### INSTRUCTIONS TO FOLLOW
Copy the rows below word for word, everything from the line containing "Task: indicate the woman in beige" down to the line containing "x=611 y=541", with both of those lines included.

### MATERIAL
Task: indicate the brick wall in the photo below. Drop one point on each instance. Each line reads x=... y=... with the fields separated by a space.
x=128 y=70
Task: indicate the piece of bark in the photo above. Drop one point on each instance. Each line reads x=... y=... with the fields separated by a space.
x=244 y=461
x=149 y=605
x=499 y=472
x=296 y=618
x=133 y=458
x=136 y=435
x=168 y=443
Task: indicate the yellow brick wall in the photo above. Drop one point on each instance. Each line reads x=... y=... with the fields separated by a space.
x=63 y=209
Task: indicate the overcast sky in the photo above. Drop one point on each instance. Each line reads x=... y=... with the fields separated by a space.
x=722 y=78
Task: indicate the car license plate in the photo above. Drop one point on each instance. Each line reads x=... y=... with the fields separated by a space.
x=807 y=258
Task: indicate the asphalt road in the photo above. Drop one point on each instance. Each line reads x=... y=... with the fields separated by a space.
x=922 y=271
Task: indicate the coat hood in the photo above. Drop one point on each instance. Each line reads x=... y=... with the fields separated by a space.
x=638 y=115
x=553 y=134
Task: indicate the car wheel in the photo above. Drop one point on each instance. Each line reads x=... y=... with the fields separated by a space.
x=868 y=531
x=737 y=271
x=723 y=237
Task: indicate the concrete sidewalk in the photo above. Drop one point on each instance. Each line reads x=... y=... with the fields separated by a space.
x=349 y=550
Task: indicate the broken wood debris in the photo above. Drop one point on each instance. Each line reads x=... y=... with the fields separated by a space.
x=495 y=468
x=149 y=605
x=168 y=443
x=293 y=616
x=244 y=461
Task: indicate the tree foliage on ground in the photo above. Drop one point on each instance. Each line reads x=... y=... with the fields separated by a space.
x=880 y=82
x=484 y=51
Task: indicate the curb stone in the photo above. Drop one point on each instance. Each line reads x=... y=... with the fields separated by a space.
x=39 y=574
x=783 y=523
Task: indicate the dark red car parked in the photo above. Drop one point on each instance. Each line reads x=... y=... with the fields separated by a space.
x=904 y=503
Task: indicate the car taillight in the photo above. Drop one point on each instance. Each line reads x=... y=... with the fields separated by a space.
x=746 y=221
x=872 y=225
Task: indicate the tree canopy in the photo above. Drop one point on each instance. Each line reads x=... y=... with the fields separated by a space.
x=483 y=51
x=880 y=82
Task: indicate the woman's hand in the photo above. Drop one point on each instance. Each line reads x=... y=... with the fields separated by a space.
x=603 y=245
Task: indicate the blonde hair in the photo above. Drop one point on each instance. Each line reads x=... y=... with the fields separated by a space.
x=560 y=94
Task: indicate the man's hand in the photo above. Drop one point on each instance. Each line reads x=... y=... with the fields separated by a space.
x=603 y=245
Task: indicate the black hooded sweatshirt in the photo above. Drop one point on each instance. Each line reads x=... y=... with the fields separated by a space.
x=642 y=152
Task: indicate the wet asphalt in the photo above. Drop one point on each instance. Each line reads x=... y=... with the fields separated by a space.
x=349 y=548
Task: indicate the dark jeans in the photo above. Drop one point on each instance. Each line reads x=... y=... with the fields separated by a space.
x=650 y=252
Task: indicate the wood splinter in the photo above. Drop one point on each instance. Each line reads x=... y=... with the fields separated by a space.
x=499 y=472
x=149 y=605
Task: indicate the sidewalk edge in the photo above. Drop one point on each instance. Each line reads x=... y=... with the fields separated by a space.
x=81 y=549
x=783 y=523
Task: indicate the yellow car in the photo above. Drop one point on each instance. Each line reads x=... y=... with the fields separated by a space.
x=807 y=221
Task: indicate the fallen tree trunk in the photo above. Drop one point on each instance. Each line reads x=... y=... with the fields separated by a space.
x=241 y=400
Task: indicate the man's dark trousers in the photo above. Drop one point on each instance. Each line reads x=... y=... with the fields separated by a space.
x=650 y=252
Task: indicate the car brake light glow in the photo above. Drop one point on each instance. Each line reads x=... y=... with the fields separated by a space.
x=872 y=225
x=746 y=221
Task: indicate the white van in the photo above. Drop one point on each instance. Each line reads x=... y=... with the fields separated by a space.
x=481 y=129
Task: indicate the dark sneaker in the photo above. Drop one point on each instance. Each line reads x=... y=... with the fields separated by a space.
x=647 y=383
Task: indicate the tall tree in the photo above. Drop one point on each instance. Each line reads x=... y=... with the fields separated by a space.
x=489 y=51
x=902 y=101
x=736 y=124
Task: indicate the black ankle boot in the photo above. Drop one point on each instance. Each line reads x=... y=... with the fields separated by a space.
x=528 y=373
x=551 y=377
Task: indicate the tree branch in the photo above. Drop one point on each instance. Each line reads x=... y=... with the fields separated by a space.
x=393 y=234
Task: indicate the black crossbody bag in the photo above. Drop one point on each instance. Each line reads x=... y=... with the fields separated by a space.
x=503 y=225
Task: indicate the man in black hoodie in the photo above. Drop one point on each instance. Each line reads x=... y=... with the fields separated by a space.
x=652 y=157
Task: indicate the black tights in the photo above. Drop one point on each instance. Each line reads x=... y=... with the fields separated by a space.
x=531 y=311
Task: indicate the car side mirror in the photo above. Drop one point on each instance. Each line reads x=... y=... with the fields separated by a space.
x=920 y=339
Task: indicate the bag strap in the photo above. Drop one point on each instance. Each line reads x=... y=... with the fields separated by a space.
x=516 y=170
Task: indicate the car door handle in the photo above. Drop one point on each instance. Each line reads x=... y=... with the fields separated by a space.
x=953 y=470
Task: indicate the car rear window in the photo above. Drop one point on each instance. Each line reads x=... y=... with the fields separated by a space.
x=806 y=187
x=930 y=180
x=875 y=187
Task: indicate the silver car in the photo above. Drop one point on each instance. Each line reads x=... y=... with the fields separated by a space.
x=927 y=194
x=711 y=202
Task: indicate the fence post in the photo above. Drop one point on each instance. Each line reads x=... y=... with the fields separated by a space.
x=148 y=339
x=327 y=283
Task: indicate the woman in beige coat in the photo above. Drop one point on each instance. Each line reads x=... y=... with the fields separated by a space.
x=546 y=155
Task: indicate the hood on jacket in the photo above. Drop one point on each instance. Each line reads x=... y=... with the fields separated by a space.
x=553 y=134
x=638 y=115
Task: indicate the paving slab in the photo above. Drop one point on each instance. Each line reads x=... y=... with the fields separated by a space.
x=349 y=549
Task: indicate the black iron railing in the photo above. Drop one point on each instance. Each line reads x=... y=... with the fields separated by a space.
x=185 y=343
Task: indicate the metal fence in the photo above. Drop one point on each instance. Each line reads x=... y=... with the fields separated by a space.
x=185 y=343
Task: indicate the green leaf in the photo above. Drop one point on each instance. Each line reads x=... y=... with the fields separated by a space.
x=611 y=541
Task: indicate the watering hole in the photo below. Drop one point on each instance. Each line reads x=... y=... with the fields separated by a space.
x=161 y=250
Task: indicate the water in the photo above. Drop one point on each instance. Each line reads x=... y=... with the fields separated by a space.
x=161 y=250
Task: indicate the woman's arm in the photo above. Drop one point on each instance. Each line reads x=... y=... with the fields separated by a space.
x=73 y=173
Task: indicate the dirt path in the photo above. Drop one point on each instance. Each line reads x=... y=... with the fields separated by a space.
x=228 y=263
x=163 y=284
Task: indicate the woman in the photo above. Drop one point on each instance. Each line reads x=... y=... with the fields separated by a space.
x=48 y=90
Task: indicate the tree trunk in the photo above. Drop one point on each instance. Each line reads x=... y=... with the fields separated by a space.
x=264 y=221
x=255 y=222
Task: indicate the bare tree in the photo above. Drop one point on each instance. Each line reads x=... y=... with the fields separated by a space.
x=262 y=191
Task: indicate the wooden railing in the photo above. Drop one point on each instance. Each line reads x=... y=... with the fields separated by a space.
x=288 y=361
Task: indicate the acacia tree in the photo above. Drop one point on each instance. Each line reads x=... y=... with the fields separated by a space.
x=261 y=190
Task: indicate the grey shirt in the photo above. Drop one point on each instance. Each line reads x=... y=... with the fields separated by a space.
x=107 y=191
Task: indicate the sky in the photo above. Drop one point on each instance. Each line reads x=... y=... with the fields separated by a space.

### ANSWER FOR THE TASK
Task: indicate the woman in beige coat in the photo above. Drop one point on each instance. Each line reads x=... y=... with the fields separated by a space.
x=546 y=155
Task: indicate the hood on jacket in the photo above. Drop one point on each instance. Each line reads x=... y=... with the fields separated by a space.
x=553 y=134
x=638 y=115
Task: indicate the paving slab in the photo above. Drop one point on each instance. Each line reads x=... y=... with the fields separated by a space.
x=349 y=549
Task: indicate the black iron railing in the photo above. Drop one point on each instance. Each line reads x=... y=... with the fields separated by a space.
x=185 y=343
Task: indicate the metal fence in the photo above. Drop one point on each instance. Each line reads x=... y=... with the fields separated by a space.
x=185 y=343
Task: indicate the green leaf in the photo above. Drop one point on each instance. Each line reads x=... y=... with the fields separated by a space.
x=611 y=541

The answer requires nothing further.